LeCroy scope trace acquisition over IP with VISA

#pragma rtGlobals=1     // Use modern global access method.

// File LeCroyGetTrace.ipf
// Version 2009-02-19
//
// Read a trace from LeCroy digital oscilloscope over IP
// Assumes 'scope is on local LAN with fixed IP address of the form 192.168.1.x
// This allows using multiple scopes (with different IP addresses).
//
// Only tested on WinXP and LeCroy 104Xi
//
// Requires NI-VISA - ftp.ni.com/support/visa/drivers/win32/4.4/visa441full.exe
// Requires LeCroy VICP Passport - lecroy.com/tm/Library/Software/LabView/VICP.asp?menuid=8
// Requires VISA.xop - comes with Igor, put into C:\Program Files\Igor\Igor Extensions
//
// Synopsis:
//
// Make awave                        // Number of points doesn't matter, it will be redimensioned
// LeCroyGetTrace(99, "C1", awave)   // Scope has IP address of 192.168.1.99
// Display awave
// print SelectString(WaveIsClipped(a), "Wave is not clipped", "Wave is clipped")
//
// Wave is redimensioned to number of points in the trace, so original size doesn't matter
// Wave scaling is correct for both horizontal and vertical axes.
//
// Averaged traces are handled properly, using 2-byte transfer to maintain higher precision
//
// Author: Robert Hiller   bob AT roberthiller DOT com
//


// This function is copied from VISA.ipf (and renamed) to allow operation
// even if the VISA.ipf procedure file is not present.
Function LocalReportVISAError(name, session, status)
    String name             // VISA function name, e.g., viRead or other identifier
    Variable session            // Session ID obtained from viOpen
    Variable status         // Status code from VISA library
   
    String desc
   
    viStatusDesc(session, status, desc)
    Printf "%s error (%x): %s\r", name, status, desc
End

Structure LeCroy_time       // Time Stamp structure for trigger time from LeCroy scope
    double      seconds             // seconds and fractional seconds
    char        minutes             // (0-59)
    char        hours                   // (0-23)

▶ [Information supplied]:
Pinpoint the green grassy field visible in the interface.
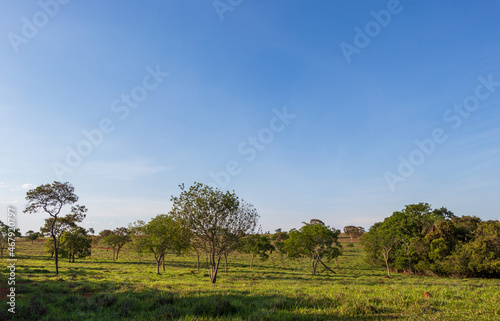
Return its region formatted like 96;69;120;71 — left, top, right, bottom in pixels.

▶ [List of tasks]:
• A. Say whether each statement below agrees with the LeCroy trace procedure, answering yes or no and quoting its deciding words: (i) the procedure has been tested on Windows Vista; (ii) the original size of the wave passed in does not matter; (iii) averaged traces are transferred two bytes at a time.
• B. Extract the stretch of the LeCroy trace procedure from "String name             //" through "minutes             // (0-59)".

▶ [Expected answers]:
• A.
(i) No: "Only tested on WinXP and LeCroy 104Xi"
(ii) Yes: "Wave is redimensioned to number of points in the trace, so original size doesn't matter"
(iii) Yes: "Averaged traces are handled properly, using 2-byte transfer to maintain higher precision"

• B.
String name             // VISA function name, e.g., viRead or other identifier
    Variable session            // Session ID obtained from viOpen
    Variable status         // Status code from VISA library
   
    String desc
   
    viStatusDesc(session, status, desc)
    Printf "%s error (%x): %s\r", name, status, desc
End

Structure LeCroy_time       // Time Stamp structure for trigger time from LeCroy scope
    double      seconds             // seconds and fractional seconds
    char        minutes             // (0-59)